Source extract:
[start]

LAMB: Now the LSAT was colorblind?
CARTER: The score you mean?
LAMB: Yes.
CARTER: Yes.
LAMB: Nobody knew when they grade you. I mean, there's no way for them to assume . . .
CARTER: Not that I know of. The LSAT is what's described as an objective test, and objective means only that there is a correct or an incorrect answer to every question. It's a multiple choice test, and at that time the grade was based entirely on multiple choice. I've always done well on tests like that all my life.
LAMB: OK, how did you do with your grades at Yale?
CARTER: I was very proud of my grades at Yale Law School. Let me just say that. I think I did well.
LAMB: There was a time, a long time ago, that I knew that in law school when you took tests -- I think this is true. Maybe I'm thinking back to undergraduate days where you took a test and you only had a number on the essay test and the teacher or the professor when they graded never knew who they were grading. They just graded it for content. Is that true still?
CARTER: Yes. That's called blind grading and a lot of schools do that. Yale doesn't always do that. It's an option with the professor. The professor can do blind grading if he or she wants to; otherwise not. I couldn't tell you how many of my courses were blind-graded. Some were and some were not. So if the question is did some of the people grading me know who I was or that I was black, my answer is yes. But the point that they knew who I was is an interesting point that I want to mention. Again, in law school I was the kind of kid who always had my hand up. I was the one who talked to the professor after class, arguing. That's what law professors like. They love to be argued with.

I think that one of the reasons that I always blind-grade exams is because there's always the danger of playing favorites. I call this the star system. The professors early on decide that there are people they really like, who are really smart -- when they say they're really smart what they mean is they really like them -- and they are usually the kids who talk a lot in class and come up after class and come by the professor's office and do all those things, and those are all the things that I did. I think people who do those things have another kind of leg up, and that leg up I describe in the book as the star system. The star system is the system under which many, many elite institutions of various kinds, many, many elite employees of various kinds, rely on a narrow pipeline of a small set of recommenders from a small set of schools, and that's where they select their students, their law clerks, their employees, what have you. The easiest way to advance in the legal profession is to get into the star system, but you've got to get in early. You've got to get in when you're in law school. If you don't get in when you're in law school, you're not going to get in. When I think about things like the glass ceiling that's often described at various corporations . . .

[end]

Instructions:
1: Answer these from the interview transcript, one line each:
(a) What kind of test does Carter say the LSAT is described as?
(b) What is grading called when the grader does not know whose exam it is?
(c) What name does Carter give to the favoritism that helps students who talk a lot in class?
2: Do these statements agree with the interview transcript? Answer yes or no for each, and quote the words that decide it.
(a) Professors at Yale are required to use blind grading.
(b) Carter always blind-grades exams.
(c) At that time, part of the LSAT grade came from essays.
3: Rewrite the interview transcript starting with "LAMB: Nobody knew" and going on through "I did well.", swapping "Yale" for "Harvard".

Dataset:

[start]

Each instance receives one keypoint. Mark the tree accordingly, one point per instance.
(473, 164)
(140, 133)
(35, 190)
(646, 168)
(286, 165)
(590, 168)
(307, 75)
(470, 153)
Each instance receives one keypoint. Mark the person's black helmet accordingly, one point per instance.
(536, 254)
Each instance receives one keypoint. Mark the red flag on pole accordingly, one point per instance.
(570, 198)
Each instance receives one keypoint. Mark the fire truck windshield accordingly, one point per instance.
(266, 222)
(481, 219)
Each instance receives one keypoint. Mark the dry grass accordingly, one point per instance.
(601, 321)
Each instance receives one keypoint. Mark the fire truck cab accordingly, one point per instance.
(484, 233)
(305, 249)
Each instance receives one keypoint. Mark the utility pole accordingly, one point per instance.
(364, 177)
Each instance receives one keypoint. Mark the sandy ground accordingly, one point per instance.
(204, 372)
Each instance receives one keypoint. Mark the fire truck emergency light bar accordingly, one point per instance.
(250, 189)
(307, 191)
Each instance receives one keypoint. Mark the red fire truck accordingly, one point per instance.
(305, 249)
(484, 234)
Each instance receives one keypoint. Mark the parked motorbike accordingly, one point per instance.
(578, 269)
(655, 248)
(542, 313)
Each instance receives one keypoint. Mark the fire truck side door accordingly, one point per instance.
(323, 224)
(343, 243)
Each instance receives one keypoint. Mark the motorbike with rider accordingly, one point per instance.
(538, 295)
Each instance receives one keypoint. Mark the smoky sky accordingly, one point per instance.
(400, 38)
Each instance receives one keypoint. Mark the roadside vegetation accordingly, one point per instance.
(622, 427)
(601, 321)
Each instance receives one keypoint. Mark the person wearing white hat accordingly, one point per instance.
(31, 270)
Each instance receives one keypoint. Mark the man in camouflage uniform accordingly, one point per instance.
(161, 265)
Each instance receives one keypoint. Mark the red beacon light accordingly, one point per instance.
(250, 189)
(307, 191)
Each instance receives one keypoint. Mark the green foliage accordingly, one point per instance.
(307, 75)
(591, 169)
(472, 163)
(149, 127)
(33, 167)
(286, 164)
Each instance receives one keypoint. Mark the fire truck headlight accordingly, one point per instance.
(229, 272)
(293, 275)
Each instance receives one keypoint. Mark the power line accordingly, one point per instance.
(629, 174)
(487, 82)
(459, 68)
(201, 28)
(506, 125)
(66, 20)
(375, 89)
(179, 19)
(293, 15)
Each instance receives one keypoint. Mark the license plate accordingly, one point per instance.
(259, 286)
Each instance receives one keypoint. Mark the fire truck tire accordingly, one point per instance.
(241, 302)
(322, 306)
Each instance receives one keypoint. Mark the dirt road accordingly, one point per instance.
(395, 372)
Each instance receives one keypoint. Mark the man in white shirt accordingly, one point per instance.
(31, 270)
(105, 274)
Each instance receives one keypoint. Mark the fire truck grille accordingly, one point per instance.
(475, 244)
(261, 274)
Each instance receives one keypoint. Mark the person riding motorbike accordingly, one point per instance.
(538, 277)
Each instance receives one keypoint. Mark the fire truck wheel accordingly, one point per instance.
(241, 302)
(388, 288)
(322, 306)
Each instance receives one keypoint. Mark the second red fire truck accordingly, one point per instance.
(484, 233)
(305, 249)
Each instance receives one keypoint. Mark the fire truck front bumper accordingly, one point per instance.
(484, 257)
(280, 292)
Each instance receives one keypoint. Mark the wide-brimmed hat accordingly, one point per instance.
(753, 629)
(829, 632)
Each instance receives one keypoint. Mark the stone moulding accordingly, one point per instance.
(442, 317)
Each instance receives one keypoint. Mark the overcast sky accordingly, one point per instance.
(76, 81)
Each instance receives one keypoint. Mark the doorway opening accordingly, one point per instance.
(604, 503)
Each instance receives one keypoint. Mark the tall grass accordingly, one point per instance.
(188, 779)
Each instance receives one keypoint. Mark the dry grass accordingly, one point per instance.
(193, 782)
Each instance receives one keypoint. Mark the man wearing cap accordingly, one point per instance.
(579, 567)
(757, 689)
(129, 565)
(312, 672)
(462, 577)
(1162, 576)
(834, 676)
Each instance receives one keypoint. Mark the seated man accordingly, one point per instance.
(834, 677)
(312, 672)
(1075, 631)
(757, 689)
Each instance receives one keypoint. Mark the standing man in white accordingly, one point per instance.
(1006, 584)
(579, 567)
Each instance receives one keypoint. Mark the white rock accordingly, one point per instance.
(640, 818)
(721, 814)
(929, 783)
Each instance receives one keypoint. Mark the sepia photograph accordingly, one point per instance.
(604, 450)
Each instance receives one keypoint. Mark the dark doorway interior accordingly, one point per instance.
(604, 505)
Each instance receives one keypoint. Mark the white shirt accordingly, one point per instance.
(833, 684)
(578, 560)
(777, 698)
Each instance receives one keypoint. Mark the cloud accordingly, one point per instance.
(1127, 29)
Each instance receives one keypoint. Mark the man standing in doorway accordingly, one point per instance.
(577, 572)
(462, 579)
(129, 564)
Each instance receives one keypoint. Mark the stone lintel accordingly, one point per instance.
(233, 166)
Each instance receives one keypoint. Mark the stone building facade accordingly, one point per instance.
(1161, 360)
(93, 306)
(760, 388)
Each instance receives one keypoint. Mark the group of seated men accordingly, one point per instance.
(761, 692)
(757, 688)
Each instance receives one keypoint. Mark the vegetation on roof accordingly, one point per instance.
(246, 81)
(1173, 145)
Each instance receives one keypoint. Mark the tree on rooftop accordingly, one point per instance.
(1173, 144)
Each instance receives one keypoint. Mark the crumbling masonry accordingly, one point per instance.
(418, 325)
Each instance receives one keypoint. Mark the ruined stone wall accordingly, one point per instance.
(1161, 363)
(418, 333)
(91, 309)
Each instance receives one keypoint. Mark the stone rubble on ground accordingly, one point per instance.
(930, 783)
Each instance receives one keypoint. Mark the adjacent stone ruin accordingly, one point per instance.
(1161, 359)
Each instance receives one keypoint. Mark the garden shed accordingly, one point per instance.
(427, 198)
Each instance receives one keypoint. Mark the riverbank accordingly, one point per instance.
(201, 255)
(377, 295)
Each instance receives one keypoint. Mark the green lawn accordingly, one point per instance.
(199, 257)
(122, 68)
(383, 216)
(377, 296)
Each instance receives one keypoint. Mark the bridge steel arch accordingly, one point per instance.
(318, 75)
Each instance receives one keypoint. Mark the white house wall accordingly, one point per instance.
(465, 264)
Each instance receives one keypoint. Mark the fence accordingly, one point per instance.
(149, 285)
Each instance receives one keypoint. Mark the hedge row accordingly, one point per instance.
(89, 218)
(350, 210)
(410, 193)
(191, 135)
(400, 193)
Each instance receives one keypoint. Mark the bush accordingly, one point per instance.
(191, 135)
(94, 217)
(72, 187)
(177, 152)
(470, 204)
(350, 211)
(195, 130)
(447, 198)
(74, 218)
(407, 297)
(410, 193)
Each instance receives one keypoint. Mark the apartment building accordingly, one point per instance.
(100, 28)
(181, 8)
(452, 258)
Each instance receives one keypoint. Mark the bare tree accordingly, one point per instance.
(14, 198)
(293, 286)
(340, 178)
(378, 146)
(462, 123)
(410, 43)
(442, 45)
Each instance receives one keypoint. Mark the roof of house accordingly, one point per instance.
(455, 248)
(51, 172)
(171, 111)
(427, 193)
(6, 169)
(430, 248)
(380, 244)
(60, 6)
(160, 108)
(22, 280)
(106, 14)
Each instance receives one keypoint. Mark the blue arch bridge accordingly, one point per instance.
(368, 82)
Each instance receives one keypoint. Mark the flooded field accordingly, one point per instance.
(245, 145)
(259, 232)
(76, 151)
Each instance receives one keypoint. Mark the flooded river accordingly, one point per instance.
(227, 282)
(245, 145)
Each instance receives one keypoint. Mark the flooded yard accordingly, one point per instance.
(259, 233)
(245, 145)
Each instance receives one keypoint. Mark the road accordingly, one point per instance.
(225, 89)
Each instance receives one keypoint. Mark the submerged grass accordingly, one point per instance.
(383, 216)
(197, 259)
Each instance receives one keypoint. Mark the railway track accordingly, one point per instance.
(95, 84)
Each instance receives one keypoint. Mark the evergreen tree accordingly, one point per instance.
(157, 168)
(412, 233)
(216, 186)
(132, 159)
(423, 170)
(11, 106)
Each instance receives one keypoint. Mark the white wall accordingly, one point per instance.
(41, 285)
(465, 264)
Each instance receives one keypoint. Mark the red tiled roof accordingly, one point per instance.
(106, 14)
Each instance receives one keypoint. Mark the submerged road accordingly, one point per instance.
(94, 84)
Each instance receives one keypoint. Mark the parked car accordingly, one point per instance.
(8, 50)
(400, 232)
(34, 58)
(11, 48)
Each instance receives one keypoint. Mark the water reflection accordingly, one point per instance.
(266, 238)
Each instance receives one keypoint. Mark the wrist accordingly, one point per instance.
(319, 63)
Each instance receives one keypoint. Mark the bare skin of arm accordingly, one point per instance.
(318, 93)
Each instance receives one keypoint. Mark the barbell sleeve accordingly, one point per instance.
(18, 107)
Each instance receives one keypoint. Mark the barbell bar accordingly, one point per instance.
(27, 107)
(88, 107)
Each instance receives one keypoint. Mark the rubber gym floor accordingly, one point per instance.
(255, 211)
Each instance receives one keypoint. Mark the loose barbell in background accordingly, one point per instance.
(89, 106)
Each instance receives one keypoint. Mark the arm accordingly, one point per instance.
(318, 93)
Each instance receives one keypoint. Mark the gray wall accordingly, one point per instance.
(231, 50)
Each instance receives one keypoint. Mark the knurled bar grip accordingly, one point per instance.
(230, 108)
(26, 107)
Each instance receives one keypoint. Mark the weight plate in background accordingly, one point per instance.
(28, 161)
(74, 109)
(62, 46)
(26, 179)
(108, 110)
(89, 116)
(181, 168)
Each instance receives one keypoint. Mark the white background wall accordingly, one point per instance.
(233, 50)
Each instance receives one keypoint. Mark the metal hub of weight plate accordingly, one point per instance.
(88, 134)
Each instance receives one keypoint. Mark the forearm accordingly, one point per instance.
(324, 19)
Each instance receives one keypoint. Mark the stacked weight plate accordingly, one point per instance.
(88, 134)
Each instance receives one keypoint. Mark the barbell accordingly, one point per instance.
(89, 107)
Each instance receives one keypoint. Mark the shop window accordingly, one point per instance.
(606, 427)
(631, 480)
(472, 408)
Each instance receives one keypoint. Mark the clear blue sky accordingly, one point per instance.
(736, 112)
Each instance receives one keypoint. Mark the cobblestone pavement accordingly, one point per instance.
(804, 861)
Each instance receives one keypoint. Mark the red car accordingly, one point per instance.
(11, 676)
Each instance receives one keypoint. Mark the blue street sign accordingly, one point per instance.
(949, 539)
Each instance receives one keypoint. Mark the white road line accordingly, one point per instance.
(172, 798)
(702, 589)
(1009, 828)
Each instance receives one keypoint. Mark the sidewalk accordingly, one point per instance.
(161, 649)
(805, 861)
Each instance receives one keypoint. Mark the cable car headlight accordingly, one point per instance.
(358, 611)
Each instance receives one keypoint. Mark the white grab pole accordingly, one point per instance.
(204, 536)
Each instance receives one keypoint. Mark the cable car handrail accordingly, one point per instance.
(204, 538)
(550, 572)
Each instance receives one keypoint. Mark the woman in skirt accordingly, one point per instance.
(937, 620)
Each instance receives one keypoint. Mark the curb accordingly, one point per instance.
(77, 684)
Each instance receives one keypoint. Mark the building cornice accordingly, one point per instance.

[end]

Per-task answers:
1:
(a) An objective test
(b) Blind grading
(c) The star system

2:
(a) No: "Yale doesn't always do that. It's an option with the professor."
(b) Yes: "I always blind-grade exams"
(c) No: "at that time the grade was based entirely on multiple choice."

3:
LAMB: Nobody knew when they grade you. I mean, there's no way for them to assume . . .
CARTER: Not that I know of. The LSAT is what's described as an objective test, and objective means only that there is a correct or an incorrect answer to every question. It's a multiple choice test, and at that time the grade was based entirely on multiple choice. I've always done well on tests like that all my life.
LAMB: OK, how did you do with your grades at Harvard?
CARTER: I was very proud of my grades at Harvard Law School. Let me just say that. I think I did well.